**TASK OBJECTIVE:**
Please output the entries below word for word, with no changes.

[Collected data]

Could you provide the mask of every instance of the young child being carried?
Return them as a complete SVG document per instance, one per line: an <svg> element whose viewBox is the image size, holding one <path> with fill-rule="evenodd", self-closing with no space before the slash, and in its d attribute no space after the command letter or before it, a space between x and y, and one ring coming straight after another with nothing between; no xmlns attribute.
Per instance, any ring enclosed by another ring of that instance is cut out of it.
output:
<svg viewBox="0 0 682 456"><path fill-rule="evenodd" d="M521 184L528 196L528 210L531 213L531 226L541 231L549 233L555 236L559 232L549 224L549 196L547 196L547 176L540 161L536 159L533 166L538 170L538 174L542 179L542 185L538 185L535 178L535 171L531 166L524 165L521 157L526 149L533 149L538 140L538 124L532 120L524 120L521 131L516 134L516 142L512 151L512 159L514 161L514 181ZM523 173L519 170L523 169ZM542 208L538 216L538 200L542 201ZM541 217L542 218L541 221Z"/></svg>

**SOLVED EXERCISE:**
Could you provide the mask of every instance of the young child being carried?
Return them as a complete SVG document per instance, one per line: an <svg> element whose viewBox is the image size, holding one <path> with fill-rule="evenodd", self-closing with no space before the slash, and in its d attribute no space after the command letter or before it, a space between x and y, and one ring coming straight after another with nothing between; no xmlns attribute.
Per instance, any ring enclosed by another ring of that instance is cut out of it.
output:
<svg viewBox="0 0 682 456"><path fill-rule="evenodd" d="M521 184L528 196L528 210L531 213L531 226L541 231L549 233L555 236L559 232L549 224L549 196L547 196L547 176L540 161L536 159L533 166L538 170L538 174L542 179L542 185L538 185L535 178L535 171L531 166L524 165L521 157L526 149L533 149L538 140L538 124L532 120L524 120L521 131L516 134L516 142L512 151L512 159L514 161L514 181ZM523 173L519 170L523 169ZM542 208L538 216L538 200L542 201ZM541 217L542 218L541 221Z"/></svg>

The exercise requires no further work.